Requirement:
Copy the stretch of the tea-with-the-landlord story from "Category: Life Stories" through "ask him much." word for word.

Text passage:
- - -

Matt W Cook

writer.former fundamentalist.christianly fellow

Category: Life Stories

Tea with the landlord

Kunri, Sindh.  2006

Our landlord lives in the flat below us. He invites me over for tea in the evening, after the nap. His place is nicer than ours. I like ours better, though. We have the roof. It’s one of the biggest buildings in Kunri—three storeys. And the high walls on the roof make it look taller, though they do spoil our view.

I sit with my landlord on the charpai. His English is good, and I’m grateful. I’ve only been in Pakistan a year and Urdu still makes me nervous. We talk about all sorts of things. He asks me about my family. He asks me about Canada. Strange, I don’t seem to ask him much.

He brings up religion. They always do here. I’m eager on this subject. I take control. I make my argument. Tight and powerful. I show the weak spot in his (what shall I call it?) cosmology. Proved. Done. QED.

But he doesn’t get it. He has no answer, but he is unconvinced. Seeing that the stakes are raised, he throws his own attack at me. It’s nothing I haven’t heard before. Nothing I haven’t thought of before. It doesn’t faze me. I have no answer to give him, though. And the look on his face tells me he thinks he’s won something.

- - -

Supplied data:
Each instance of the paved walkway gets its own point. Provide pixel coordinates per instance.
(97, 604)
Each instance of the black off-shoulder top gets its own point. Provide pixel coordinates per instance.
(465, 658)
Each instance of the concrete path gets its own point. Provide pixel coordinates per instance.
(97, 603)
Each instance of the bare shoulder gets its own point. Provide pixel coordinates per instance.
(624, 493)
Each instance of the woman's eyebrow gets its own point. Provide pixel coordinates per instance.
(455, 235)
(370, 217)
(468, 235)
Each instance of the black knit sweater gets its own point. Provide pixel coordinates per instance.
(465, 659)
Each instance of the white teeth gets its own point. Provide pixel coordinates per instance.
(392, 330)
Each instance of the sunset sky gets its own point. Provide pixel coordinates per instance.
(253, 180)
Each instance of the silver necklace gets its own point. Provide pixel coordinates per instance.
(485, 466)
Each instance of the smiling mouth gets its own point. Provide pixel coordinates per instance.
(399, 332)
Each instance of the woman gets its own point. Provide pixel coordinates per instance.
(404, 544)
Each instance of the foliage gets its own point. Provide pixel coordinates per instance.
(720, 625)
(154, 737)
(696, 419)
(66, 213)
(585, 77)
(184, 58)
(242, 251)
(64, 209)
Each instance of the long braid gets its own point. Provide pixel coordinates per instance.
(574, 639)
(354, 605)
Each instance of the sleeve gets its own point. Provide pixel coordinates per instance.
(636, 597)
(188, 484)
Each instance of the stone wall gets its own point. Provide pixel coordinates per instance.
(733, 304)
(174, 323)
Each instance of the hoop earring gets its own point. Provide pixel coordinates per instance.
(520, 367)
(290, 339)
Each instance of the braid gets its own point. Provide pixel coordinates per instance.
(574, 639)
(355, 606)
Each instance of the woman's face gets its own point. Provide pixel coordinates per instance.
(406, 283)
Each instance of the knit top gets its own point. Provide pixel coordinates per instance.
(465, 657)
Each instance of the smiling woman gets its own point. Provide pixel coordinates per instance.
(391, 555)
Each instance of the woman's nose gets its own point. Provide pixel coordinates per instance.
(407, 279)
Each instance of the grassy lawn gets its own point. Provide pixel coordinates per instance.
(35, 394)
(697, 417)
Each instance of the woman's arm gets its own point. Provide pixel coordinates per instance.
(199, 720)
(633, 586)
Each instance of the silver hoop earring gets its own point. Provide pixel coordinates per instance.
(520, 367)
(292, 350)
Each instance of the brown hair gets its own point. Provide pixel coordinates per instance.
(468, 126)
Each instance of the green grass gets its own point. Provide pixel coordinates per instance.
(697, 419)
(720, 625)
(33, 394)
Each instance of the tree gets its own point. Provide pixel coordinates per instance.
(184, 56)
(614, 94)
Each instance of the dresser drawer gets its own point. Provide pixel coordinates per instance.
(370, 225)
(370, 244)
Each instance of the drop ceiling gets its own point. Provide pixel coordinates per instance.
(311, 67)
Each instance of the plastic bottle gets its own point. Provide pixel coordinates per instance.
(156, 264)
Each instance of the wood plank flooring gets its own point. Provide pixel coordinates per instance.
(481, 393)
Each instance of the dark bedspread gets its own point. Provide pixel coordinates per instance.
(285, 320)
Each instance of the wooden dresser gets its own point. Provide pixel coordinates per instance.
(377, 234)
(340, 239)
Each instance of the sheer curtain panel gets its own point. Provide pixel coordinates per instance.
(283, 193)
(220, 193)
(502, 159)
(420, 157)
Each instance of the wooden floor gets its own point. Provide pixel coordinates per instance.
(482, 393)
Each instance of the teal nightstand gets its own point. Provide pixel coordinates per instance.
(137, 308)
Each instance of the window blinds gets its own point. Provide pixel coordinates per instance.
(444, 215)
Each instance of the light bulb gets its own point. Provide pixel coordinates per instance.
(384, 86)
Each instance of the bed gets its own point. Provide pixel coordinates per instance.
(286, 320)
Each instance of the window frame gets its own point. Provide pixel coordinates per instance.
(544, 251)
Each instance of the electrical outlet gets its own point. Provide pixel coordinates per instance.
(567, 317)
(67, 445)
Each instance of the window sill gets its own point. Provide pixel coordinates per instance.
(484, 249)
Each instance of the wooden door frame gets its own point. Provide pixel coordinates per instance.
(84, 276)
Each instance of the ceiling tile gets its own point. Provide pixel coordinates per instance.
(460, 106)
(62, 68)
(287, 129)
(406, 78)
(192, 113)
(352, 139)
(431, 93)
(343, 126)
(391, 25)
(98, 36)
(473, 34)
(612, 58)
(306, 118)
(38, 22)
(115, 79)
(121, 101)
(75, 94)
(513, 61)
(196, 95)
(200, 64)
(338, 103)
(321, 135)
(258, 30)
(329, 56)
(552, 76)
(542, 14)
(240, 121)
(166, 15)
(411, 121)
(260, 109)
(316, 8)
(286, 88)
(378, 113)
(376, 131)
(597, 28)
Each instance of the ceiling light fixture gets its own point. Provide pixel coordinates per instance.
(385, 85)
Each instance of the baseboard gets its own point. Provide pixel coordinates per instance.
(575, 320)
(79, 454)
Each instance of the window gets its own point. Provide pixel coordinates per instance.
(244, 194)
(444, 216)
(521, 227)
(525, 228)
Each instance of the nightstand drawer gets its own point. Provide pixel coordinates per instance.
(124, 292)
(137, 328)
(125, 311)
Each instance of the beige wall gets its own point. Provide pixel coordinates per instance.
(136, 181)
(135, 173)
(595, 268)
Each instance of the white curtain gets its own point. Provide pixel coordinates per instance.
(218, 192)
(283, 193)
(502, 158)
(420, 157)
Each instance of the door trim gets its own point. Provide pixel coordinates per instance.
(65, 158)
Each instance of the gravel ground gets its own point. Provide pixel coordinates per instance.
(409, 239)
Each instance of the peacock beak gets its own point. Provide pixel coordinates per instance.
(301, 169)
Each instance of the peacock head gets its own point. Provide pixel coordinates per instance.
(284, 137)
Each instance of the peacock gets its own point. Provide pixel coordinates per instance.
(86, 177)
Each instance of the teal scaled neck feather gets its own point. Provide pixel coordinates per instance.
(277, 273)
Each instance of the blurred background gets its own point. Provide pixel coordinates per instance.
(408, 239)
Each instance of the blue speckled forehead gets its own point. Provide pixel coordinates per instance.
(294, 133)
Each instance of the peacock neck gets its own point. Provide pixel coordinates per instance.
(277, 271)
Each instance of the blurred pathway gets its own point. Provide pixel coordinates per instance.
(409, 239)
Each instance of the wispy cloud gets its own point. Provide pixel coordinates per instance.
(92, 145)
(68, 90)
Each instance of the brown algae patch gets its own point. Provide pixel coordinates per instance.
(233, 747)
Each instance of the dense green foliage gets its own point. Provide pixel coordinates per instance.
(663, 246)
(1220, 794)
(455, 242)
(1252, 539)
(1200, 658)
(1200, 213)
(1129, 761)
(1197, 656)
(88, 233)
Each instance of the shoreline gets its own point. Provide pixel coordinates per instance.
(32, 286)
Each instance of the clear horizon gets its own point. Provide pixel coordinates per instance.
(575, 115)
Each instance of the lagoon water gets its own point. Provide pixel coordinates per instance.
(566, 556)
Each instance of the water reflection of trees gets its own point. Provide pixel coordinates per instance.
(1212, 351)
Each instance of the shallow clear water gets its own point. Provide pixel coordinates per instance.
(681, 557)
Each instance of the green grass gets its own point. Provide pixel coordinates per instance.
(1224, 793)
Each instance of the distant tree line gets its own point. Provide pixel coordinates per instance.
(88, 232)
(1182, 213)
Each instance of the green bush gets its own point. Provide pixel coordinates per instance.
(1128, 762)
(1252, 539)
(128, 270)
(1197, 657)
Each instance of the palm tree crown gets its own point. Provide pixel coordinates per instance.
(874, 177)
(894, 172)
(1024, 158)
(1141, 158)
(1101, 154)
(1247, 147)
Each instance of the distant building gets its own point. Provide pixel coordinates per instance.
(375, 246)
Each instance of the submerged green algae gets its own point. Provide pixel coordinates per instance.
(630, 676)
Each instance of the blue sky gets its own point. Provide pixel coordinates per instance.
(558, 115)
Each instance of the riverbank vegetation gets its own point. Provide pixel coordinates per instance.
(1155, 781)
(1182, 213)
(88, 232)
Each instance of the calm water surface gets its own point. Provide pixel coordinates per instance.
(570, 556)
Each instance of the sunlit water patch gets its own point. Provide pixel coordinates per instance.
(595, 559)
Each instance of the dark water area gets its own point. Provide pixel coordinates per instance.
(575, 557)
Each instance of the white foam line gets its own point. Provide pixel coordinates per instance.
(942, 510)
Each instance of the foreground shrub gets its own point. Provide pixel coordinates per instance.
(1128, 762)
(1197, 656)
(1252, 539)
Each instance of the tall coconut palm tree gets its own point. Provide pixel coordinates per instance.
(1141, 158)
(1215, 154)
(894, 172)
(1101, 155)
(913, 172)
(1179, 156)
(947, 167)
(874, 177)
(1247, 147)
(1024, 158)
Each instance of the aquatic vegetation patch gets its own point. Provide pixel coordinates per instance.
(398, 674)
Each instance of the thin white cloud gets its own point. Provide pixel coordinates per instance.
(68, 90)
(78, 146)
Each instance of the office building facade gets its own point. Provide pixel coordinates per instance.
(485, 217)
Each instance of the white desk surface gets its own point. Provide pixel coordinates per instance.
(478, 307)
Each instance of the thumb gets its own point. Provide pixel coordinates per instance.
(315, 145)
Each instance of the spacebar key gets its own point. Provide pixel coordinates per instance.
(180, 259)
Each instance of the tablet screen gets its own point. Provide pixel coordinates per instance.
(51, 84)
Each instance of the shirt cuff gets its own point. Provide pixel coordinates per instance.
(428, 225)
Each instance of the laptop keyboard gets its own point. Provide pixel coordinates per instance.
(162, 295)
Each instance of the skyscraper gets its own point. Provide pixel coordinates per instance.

- - -

Answer to the exercise:
Category: Life Stories

Tea with the landlord

Kunri, Sindh.  2006

Our landlord lives in the flat below us. He invites me over for tea in the evening, after the nap. His place is nicer than ours. I like ours better, though. We have the roof. It’s one of the biggest buildings in Kunri—three storeys. And the high walls on the roof make it look taller, though they do spoil our view.

I sit with my landlord on the charpai. His English is good, and I’m grateful. I’ve only been in Pakistan a year and Urdu still makes me nervous. We talk about all sorts of things. He asks me about my family. He asks me about Canada. Strange, I don’t seem to ask him much.